Latihan 1
Dalam teks tentang tarif taksi online, peraturan mana yang direvisi oleh Kementerian Perhubungan?
Latihan 2
Nama orang, lembaga, dan situs berita apa saja yang disebut dalam teks tentang tarif taksi online?
Latihan 3
Lanjutkan teks tentang tarif taksi online mulai dari kalimat terakhirnya.

Kutipan Teks
KEMENTRIAN Perhubungan telah merevisi Peraturan Menteri Perhubungan Nomor 32 Tahun 2016 yang mengatur operasional taksi online. Salah satu yang diatur adalah penetapan tarif batas atas dan bawah pada taksi online untuk menghindari persaingan tidak sehat antarpenyedia jasa angkutan tersebut.
Mantan Ketua Dewan Transportasi Jakarta Azas Tigor Nainggolan menyayangkan sikap pemerintah yang tidak memikirkan kepentingan konsumen khususnya mengenai pengaturan tarif yang ada di dalam aturan tersebut.
“Iya, ini kan jadi simpang siur. Apa yang seharusnya diatur tidak diatur. Mereka bikin uji publik tapi yang diundang cuma pengusaha transportasi. Mana ada dia undang konsumen, enggak ada masyarakat pengguna hadir di situ. Ini kan syarat adanya kepentingan tertentu,” kata Azas seperti dikutip dari kumparan.com, Rabu (22/3).
Menurut Azas, sebelum adanya aturan yang telah direvisi ini, pengguna tidak pernah memikirkan soal tarif saat naik taksi online. Namun kini pengguna taksi online akan berpikir kembali sebelum menggunakan layanan taksi online karena adanya pemberlakuan tarif batas bawah dan tarif batas atas.

(Entri set data)
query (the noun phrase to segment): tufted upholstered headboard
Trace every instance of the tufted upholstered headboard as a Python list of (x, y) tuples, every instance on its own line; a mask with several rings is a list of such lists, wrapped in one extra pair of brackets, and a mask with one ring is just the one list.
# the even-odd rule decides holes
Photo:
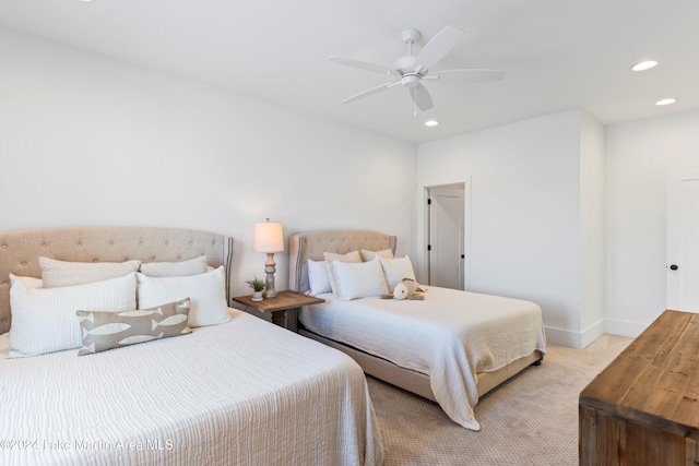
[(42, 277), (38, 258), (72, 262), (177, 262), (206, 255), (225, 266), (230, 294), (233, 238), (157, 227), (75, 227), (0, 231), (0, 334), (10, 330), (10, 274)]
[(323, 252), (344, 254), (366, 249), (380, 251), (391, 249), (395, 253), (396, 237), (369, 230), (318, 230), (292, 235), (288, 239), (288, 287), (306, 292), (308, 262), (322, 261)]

---

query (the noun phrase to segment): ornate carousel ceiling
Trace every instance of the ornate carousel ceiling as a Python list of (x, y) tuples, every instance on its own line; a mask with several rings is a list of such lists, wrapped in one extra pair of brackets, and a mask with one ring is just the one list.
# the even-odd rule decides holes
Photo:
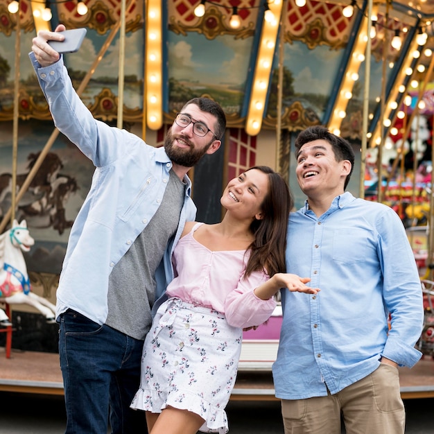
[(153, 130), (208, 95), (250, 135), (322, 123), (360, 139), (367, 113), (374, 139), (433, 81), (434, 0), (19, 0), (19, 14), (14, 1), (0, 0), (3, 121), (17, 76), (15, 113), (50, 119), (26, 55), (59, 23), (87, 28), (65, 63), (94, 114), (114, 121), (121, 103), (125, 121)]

Hasil 1
Peraturan Menteri Perhubungan Nomor 32 Tahun 2016.

Hasil 2
Kementrian Perhubungan, Azas Tigor Nainggolan, Dewan Transportasi Jakarta, dan kumparan.com.

Hasil 3
“Karena masalah tarif tadi, masyarakat yang selama ini sudah bisa menikmati tarif yang murah, nyaman, bagus. Tapi sekarang dipaksa untuk naik ke atas, membayar lebih mahal,” tambahnya.
Azas menyatakan pemerintah seharusnya tidak perlu mengatur masalah tarif. Pemerintah justru harusnya mengatur standar pelayanan minimum (SPM) agar perusahaan taksi online bisa memberikan pelayanan yang maksimal kepada masyarakat.
“Yang diatur itu SPM nya, bagaimana bikin masyarakat itu nyaman naik online. Kalau dia punya ketidaknyamanan sama taksi online yang dipesan, dia harus lapor ke siapa, apa tindakan lanjut, harus gimana. Ini yang seharusnya diatur. Bukan yang lain lain,” sindir Azas.
Tentang Aturan Baru itu
Kementerian Perhubungan (Kemenhub) sedang melakukan revisi Peraturan Menhub Nomor 32 Tahun 2016 yang mengatur taksi online. Uji publiknya dilakukan Februari 2017 kemarin.
“Kami sedang lakukan revisi Permenhub 32/2016, sudah tahap final, tinggal nanti kami laporkan ke Pak Menteri, kemudian kami akan lakukan uji publik lagi,” kata Dirjen Perhubungan Darat Kemenhub Pudji Hartanto seperti dikutip dari detikcom, Rabu (25/1/2017) lalu.
“Ya waktu itu kan saya bilang akhir bulan ini, insya Allah akhir bulan ini. Terus kami uji publik, terus kita laksanakan,” katanya saat itu.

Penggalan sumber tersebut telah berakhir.